The Hubble telescope has uncovered surprising evidence that powerful magnetic fields may exist around the lowest mass stars in the universe, which barely have enough nuclear fuel to burn as stars.
Hubble detected a high-temperature outburst, called a flare, on the surface of the extremely small, cool red dwarf star Van Biesbroeck 10, also known as Gliese 752B. Stellar flares are caused by intense, twisted magnetic fields that accelerate and contain gases that are much hotter than a star's surface. The illustration demonstrates the complex nature of this star.
NASA's Hubble Space Telescope has uncovered surprising evidence that powerful magnetic fields might exist around the lowest mass stars in the universe, which are near the threshold of stellar burning processes.
"New theories will have to be developed to explain how these strong fields are produced, since conventional models predict that these low mass red dwarfs should have very weak or no magnetic fields," says Dr. Jeffrey Linsky of the Joint Institute for Laboratory Astrophysics (JILA) in Boulder, Colorado. "The Hubble observations provide clear evidence that very low mass red dwarf stars must have some form of dynamo to amplify their magnetic fields."
His conclusions are based upon Hubble's detection of a high-temperature outburst, called a flare, on the surface of the extremely small, cool red dwarf star Van Biesbroeck 10 (VB10) also known as Gliese 752B. Stellar flares are caused by intense, twisted magnetic fields that accelerate and contain gasses which are much hotter than a star's surface.
Explosive flares are common on the Sun and expected for stars that have internal structures similar to our Sun's. Stars as small as VB10 are predicted to have a simpler internal structure than that of the Sun and so are not expected to generate the electric currents required for magnetic fields that drive flares.

GIVEN ENTRIES |
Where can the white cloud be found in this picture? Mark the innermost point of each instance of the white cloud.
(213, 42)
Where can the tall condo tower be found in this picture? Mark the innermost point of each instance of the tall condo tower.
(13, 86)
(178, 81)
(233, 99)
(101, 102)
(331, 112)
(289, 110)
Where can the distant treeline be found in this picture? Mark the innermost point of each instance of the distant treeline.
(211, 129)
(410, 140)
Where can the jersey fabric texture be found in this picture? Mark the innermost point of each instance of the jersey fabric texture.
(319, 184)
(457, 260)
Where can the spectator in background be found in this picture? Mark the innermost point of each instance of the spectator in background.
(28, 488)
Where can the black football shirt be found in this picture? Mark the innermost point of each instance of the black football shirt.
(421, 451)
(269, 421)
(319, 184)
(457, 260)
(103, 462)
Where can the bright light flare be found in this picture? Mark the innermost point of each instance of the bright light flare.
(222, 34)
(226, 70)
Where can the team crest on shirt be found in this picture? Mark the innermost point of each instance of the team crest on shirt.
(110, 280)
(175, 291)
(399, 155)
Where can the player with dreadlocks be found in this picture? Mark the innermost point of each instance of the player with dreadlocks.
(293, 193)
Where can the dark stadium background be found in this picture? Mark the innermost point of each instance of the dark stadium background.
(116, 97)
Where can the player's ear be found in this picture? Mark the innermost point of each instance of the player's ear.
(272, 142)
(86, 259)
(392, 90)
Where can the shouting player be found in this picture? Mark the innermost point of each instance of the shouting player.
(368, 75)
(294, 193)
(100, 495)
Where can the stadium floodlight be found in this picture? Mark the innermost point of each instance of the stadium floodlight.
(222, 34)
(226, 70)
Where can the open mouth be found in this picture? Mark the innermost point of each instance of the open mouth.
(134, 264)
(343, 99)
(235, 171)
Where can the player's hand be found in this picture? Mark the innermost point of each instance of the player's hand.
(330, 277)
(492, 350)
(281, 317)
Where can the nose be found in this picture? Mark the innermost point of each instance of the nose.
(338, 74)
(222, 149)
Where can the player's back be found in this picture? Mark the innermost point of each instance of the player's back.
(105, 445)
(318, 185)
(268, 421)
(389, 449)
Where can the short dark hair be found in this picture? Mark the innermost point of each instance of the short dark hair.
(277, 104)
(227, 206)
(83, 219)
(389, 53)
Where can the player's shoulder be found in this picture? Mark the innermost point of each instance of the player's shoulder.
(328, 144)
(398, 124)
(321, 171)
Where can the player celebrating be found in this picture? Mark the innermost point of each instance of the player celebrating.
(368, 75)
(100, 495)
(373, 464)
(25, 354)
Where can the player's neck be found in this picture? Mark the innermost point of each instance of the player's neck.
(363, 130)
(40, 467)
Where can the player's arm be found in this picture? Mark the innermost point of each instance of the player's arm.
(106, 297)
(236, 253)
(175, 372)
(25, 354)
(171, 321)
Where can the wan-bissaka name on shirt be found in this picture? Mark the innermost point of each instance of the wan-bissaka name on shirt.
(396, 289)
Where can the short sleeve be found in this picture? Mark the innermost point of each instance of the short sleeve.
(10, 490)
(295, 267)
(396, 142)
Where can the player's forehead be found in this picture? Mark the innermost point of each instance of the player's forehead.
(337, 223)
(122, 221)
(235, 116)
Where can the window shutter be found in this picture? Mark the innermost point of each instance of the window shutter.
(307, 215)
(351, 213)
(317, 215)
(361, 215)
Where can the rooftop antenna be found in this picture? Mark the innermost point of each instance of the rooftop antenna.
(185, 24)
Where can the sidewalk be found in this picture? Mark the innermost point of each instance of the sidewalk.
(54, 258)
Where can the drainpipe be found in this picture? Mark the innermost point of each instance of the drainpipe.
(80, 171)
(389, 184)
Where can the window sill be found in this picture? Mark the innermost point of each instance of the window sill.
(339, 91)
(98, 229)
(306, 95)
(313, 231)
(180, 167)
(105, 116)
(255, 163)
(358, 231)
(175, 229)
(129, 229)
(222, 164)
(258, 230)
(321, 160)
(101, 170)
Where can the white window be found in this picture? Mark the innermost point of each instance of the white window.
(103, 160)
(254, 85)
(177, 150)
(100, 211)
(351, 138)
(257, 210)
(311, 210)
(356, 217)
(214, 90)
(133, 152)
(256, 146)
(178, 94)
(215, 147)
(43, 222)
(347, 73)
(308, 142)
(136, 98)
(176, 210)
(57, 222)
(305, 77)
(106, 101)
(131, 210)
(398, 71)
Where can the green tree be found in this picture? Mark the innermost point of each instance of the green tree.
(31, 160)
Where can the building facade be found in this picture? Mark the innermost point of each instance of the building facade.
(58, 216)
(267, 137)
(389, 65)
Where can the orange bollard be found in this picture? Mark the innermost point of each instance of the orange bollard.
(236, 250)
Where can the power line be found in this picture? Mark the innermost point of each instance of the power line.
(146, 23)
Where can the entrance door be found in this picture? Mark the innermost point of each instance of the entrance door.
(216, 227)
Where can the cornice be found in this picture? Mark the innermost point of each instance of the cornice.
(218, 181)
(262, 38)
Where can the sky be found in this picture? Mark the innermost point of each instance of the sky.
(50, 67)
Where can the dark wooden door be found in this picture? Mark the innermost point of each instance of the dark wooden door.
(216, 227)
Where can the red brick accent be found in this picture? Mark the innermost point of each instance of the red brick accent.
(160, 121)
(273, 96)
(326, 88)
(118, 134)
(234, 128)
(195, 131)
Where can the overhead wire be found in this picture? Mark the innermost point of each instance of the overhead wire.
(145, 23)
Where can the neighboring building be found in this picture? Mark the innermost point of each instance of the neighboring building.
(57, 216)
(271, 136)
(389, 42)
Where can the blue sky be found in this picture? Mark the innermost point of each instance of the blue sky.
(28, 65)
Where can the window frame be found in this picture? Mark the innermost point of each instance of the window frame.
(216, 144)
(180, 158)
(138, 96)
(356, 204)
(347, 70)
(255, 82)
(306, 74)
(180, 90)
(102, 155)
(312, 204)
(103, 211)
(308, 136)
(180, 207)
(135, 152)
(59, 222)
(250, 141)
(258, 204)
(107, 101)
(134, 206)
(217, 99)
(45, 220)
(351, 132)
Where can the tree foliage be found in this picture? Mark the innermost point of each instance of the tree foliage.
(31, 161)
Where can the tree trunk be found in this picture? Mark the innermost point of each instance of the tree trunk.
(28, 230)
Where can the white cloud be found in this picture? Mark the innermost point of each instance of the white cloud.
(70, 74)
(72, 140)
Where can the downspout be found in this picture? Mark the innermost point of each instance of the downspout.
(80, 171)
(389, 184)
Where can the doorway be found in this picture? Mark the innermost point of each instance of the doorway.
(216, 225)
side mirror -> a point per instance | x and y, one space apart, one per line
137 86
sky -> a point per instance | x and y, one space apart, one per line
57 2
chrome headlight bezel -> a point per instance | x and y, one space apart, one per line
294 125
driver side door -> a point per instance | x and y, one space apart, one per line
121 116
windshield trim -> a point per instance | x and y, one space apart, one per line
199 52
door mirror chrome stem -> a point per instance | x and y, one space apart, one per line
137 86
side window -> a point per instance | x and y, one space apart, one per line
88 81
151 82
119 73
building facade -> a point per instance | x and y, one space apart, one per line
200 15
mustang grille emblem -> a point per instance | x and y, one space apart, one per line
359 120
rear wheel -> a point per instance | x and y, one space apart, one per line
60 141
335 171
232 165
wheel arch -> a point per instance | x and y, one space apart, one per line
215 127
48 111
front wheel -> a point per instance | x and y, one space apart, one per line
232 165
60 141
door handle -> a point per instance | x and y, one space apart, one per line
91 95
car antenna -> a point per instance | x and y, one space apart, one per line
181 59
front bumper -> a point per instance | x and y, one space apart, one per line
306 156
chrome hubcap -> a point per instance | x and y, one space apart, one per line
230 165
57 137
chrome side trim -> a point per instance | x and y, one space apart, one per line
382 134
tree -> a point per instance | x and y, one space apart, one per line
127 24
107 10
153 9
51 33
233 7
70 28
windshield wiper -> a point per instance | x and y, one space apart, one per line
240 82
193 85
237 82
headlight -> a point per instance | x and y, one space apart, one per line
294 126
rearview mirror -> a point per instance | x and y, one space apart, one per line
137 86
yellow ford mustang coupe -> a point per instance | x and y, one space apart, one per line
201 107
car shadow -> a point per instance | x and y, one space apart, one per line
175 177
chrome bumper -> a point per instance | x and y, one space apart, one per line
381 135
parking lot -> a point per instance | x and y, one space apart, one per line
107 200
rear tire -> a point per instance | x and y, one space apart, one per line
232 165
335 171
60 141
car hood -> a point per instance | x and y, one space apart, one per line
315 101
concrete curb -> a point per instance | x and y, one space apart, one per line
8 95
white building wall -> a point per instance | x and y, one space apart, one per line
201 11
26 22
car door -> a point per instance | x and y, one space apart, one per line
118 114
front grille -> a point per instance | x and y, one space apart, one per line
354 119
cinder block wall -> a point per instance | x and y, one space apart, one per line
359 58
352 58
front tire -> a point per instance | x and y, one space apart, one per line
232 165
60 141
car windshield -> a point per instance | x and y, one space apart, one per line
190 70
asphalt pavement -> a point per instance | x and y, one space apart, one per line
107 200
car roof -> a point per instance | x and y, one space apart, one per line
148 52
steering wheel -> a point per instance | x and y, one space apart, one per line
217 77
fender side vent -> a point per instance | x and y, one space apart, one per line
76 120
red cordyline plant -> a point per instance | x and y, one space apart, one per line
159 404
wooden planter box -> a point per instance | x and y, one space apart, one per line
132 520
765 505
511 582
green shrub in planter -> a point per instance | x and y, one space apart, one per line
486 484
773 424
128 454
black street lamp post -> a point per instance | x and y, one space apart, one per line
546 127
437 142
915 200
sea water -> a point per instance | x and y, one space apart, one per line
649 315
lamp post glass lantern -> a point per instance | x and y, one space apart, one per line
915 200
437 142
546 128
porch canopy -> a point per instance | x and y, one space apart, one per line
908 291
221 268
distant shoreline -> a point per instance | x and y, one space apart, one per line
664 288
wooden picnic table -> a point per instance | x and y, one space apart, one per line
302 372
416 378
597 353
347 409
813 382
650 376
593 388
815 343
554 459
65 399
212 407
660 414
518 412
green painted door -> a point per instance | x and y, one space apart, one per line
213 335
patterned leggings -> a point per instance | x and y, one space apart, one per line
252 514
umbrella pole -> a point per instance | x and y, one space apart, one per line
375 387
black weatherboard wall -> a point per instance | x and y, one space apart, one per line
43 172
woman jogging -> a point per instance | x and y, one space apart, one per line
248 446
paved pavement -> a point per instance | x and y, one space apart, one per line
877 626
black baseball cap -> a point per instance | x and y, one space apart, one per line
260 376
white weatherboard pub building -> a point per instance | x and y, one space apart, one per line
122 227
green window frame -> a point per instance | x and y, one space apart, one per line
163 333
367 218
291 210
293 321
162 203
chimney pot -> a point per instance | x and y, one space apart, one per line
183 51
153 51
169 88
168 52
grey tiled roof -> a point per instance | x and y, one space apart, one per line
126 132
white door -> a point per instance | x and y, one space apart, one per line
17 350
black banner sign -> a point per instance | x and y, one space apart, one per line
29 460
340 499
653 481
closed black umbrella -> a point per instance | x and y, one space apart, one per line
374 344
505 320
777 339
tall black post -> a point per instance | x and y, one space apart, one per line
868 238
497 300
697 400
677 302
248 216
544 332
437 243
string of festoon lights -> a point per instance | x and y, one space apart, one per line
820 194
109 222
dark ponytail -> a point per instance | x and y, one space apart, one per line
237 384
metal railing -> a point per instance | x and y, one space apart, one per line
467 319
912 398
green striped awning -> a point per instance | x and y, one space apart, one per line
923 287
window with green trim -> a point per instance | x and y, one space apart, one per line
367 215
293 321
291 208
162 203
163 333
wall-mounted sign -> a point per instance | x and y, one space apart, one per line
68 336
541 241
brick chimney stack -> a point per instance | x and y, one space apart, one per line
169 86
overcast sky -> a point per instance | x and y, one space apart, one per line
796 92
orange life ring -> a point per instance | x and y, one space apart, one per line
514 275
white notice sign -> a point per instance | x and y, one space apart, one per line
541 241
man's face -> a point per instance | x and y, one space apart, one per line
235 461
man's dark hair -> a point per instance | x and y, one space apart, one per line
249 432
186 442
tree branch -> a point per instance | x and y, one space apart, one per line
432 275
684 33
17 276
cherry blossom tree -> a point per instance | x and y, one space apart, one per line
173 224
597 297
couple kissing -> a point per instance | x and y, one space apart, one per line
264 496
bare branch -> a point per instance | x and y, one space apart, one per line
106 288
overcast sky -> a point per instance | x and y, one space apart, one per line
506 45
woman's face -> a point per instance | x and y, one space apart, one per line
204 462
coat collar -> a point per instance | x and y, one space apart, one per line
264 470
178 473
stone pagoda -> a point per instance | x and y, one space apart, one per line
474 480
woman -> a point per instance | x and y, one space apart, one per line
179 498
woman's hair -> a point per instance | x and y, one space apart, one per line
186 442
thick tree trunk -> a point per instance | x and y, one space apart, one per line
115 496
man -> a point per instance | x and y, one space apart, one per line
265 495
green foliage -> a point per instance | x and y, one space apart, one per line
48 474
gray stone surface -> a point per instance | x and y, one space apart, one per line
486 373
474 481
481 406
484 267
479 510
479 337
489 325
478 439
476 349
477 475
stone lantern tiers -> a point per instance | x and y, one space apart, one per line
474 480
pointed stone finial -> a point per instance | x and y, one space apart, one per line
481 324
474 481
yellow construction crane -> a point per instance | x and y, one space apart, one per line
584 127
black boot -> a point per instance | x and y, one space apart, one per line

EXERCISES |
a. Set down the passage on Hubble and red dwarf magnetic fields word for word, from "His conclusions are" to "which are much hotter than a star's surface.".
b. Resume the passage on Hubble and red dwarf magnetic fields after its final sentence.

EXPECTED OUTPUTS |
a.
His conclusions are based upon Hubble's detection of a high-temperature outburst, called a flare, on the surface of the extremely small, cool red dwarf star Van Biesbroeck 10 (VB10) also known as Gliese 752B. Stellar flares are caused by intense, twisted magnetic fields that accelerate and contain gasses which are much hotter than a star's surface.

b.
Besides leading to a clearer understanding of the interior structure of the smallest red dwarf stars known, these unexpected results might possibly shed light on brown dwarf stars. A brown dwarf is a long-sought class of astronomical object that is too small to shine like a star through nuclear fusion processes, but is too large to be considered a planet.
"Since VB10 is nearly a brown dwarf, it is likely brown dwarfs also have strong magnetic fields," says Linsky. "Additional Hubble searches for flares are needed to confirm this prediction."
A Quarter-million Degree Torch
The star VB10 and its companion star Gliese 752A make up a binary system located 19 light-years away in the constellation Aquila. Gliese 752A is a red dwarf that is one-third the mass of the Sun and slightly more than half its diameter. By contrast, VB10 is physically smaller than the planet Jupiter and only about nine percent the mass of our Sun. This very faint star is near the threshold of the lowest possible mass for a true star (.08 solar masses), below which nuclear fusion processes cannot take place according to current models.
A team led by Linsky used Hubble's Goddard High Resolution Spectrograph (GHRS) to make a one-hour long exposure of VB10 on October 12, 1994. No detectable ultraviolet emission was seen until the last five minutes, when bright emission was detected in a flare. Though the star's normal surface temperature is 4,500 degrees Fahrenheit, Hubble's GHRS detected a sudden burst of 270,000 degrees Fahrenheit in the star's outer atmosphere. Linsky attributes this rapid heating to the presence of an intense, but unstable, magnetic field.
The Interior Workings of a Stellar Dynamo
Before the Hubble observation, astronomers thought magnetic fields in stars required the same dynamo process which creates magnetic fields on the Sun. In the classic solar model, heat generated by nuclear fusion reactions at the star's center escapes through a radiative zone just outside the core. The heat travels from the radiative core to the star's surface through a convection zone. In this region, heat bubbles to the surface by motions similar to boiling in a pot of water.
Dynamos, which accelerate electrons to create magnetic forces, operate when the interior of a star rotates faster than the surface. Recent studies of the Sun indicate its convective zone rotates at nearly the same rate at all depths. This means the solar dynamo must operate in the more rapidly rotating radiative core just below the convective zone.
The puzzle is that stars below 20 percent the mass of our Sun do not have radiative cores, but instead transport heat from their core through convection only. The new Hubble observations suggest a magnetic dynamo perhaps of a new type can operate inside these stars.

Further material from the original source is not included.